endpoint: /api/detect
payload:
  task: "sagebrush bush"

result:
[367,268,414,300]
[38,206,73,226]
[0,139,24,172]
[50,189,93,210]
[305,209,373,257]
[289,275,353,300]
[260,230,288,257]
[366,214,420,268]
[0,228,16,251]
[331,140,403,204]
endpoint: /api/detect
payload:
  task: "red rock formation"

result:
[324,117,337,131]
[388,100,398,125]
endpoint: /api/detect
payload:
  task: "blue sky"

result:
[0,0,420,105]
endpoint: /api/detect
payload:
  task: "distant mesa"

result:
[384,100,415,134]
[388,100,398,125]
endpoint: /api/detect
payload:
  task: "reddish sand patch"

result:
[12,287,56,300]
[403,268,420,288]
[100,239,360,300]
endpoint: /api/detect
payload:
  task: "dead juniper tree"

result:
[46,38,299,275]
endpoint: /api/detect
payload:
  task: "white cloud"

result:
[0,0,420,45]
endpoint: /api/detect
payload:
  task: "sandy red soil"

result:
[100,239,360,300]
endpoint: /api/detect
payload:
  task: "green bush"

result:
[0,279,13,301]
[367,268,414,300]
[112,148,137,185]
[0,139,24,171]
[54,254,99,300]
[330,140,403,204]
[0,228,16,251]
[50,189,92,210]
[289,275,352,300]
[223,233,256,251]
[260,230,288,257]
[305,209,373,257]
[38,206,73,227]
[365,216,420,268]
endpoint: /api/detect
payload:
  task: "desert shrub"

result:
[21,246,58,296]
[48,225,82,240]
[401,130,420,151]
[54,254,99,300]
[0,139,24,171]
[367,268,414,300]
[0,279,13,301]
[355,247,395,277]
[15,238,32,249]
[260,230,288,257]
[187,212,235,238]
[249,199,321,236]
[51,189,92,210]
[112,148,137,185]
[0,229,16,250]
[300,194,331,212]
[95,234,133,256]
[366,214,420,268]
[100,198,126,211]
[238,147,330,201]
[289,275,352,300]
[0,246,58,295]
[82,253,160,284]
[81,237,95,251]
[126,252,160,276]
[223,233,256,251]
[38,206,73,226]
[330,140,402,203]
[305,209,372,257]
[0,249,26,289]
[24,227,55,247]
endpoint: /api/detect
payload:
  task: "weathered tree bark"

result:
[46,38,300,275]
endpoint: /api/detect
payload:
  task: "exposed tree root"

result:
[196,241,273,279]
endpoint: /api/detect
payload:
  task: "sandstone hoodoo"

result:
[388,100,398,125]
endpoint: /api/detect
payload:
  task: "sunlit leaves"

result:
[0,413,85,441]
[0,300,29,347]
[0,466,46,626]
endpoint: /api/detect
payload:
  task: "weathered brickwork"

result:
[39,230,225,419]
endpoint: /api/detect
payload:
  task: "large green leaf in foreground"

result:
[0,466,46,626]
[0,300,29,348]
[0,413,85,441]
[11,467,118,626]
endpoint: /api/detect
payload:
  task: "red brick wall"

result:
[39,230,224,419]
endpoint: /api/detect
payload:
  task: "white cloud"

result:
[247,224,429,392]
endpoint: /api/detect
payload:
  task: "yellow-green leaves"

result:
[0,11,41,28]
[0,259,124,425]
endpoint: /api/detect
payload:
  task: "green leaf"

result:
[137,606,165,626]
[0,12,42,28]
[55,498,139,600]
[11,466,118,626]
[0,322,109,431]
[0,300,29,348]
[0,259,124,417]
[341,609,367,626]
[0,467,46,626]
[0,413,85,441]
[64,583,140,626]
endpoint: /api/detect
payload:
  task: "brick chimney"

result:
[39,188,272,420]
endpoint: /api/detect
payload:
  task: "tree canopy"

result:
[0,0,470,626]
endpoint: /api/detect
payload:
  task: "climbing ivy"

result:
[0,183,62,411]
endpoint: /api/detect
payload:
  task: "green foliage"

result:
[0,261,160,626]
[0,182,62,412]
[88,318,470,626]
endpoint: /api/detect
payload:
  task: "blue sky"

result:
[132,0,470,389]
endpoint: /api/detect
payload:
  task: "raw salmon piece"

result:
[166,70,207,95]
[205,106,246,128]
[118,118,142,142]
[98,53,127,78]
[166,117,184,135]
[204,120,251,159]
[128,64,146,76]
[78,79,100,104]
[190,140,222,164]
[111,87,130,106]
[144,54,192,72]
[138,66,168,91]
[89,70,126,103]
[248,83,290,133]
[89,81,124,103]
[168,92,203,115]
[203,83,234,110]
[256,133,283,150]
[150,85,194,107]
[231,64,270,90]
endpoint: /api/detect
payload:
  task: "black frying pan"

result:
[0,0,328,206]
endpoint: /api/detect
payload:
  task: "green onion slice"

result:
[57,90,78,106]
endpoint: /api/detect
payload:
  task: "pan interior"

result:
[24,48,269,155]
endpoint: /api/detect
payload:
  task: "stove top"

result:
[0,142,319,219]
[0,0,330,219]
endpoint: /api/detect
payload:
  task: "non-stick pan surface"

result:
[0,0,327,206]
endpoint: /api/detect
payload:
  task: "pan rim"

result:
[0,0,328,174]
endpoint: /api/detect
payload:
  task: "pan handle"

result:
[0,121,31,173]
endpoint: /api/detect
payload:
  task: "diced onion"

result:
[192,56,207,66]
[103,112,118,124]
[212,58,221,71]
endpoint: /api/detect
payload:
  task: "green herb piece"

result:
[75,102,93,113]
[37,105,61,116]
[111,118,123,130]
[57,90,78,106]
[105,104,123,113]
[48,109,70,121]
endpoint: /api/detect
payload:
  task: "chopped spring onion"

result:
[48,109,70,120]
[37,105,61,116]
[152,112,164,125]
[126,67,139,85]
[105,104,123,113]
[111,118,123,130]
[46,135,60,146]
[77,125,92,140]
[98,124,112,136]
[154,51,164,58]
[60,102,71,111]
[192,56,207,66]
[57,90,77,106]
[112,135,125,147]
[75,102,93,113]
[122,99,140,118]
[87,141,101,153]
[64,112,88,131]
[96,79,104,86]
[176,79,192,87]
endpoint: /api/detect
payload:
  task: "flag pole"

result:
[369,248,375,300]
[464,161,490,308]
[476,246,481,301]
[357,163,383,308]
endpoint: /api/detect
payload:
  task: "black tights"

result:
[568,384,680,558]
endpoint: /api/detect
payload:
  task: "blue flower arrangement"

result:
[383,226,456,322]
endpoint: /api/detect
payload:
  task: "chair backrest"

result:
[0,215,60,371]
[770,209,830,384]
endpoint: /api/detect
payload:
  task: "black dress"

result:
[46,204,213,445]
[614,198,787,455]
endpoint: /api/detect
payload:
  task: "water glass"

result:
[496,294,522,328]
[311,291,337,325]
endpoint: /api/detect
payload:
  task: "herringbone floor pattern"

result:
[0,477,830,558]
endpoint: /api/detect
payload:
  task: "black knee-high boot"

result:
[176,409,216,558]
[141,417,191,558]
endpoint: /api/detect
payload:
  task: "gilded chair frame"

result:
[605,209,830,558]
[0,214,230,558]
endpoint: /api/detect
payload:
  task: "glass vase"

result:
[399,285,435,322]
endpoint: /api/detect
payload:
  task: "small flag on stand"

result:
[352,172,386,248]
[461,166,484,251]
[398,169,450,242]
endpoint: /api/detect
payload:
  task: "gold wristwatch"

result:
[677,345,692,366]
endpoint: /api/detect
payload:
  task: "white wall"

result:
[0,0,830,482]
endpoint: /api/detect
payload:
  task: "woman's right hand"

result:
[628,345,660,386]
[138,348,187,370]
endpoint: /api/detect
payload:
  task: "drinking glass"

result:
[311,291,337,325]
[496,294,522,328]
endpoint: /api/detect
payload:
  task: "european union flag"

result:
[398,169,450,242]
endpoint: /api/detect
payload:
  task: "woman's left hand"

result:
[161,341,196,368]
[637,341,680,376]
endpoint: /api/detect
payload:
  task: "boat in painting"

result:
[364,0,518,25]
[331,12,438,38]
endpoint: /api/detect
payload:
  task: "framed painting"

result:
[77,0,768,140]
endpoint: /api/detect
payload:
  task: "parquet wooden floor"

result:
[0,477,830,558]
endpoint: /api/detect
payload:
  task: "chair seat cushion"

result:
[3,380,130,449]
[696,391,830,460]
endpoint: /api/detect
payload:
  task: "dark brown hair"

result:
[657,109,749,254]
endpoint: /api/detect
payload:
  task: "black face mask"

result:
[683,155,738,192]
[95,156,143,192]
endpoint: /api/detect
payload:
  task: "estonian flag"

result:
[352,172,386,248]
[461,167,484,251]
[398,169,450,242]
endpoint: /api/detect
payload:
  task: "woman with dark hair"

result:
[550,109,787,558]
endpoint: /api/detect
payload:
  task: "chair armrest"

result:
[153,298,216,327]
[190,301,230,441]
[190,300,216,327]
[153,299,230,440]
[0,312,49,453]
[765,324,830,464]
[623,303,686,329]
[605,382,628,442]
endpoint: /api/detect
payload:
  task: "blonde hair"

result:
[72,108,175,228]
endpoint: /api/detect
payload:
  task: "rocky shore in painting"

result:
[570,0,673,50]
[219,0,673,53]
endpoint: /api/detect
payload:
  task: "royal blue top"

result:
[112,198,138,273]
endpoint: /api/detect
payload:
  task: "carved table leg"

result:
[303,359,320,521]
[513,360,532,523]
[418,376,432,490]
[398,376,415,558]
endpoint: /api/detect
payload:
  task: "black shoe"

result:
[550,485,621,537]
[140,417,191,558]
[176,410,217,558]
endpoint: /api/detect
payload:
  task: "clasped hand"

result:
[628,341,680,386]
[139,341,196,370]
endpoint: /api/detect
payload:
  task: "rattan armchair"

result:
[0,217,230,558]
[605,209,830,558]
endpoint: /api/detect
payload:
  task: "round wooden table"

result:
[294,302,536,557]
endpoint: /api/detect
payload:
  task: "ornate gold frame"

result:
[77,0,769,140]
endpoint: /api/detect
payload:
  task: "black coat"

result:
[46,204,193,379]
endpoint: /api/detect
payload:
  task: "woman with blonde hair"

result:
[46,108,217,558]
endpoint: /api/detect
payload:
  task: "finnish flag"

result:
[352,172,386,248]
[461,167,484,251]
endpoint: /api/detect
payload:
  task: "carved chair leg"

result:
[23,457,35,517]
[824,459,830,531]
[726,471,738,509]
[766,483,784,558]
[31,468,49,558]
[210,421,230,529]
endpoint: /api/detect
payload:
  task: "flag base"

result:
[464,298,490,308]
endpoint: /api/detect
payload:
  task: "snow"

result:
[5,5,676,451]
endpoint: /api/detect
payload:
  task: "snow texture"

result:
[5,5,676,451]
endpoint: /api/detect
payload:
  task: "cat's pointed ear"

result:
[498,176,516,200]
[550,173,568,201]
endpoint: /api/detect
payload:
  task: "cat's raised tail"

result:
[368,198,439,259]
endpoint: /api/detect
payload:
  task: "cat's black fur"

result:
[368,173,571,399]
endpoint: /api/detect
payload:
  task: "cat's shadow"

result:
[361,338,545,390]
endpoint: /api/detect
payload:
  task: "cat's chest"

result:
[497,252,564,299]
● ● ● ● ●
:: WRITTEN REQUEST ::
Copy every line from the start of the rows through the line holding "[365,216,420,268]", inclusive. Leave all other text unchanged, but increase each bounding box coordinate by 124.

:: ANSWER ::
endpoint: /api/detect
payload:
  task: "sagebrush bush"

result:
[491,392,538,424]
[162,330,197,350]
[124,263,148,296]
[174,313,217,334]
[429,333,497,381]
[413,399,477,424]
[384,354,412,381]
[490,338,544,392]
[124,352,140,375]
[455,264,527,328]
endpoint: /api/detect
payload:
  task: "red rock formation"

result:
[448,241,461,255]
[512,224,522,249]
endpoint: /api/detect
payload:
  task: "blue sky"

result:
[124,124,544,229]
endpoint: /api/detect
payload:
  task: "distant mesa"

result:
[508,224,539,258]
[512,224,522,249]
endpoint: /api/detect
payload:
  task: "reddish sand patch"

result:
[136,411,180,424]
[527,392,544,412]
[224,363,484,424]
endpoint: /api/detect
payload:
  task: "dead juniper tree"

result:
[170,162,423,399]
endpoint: /api/detect
payload:
  task: "white cloud"

result:
[124,124,544,169]
endpoint: /api/detect
payload:
  task: "sandy red soil"

result:
[224,363,484,424]
endpoint: /api/detect
payload:
  task: "green bush"

result:
[124,403,137,425]
[491,392,538,424]
[236,272,261,309]
[124,263,148,295]
[178,378,223,424]
[454,264,527,328]
[124,352,140,375]
[174,313,216,334]
[413,399,476,424]
[347,357,380,375]
[384,354,412,381]
[429,333,497,381]
[162,330,197,351]
[489,340,544,392]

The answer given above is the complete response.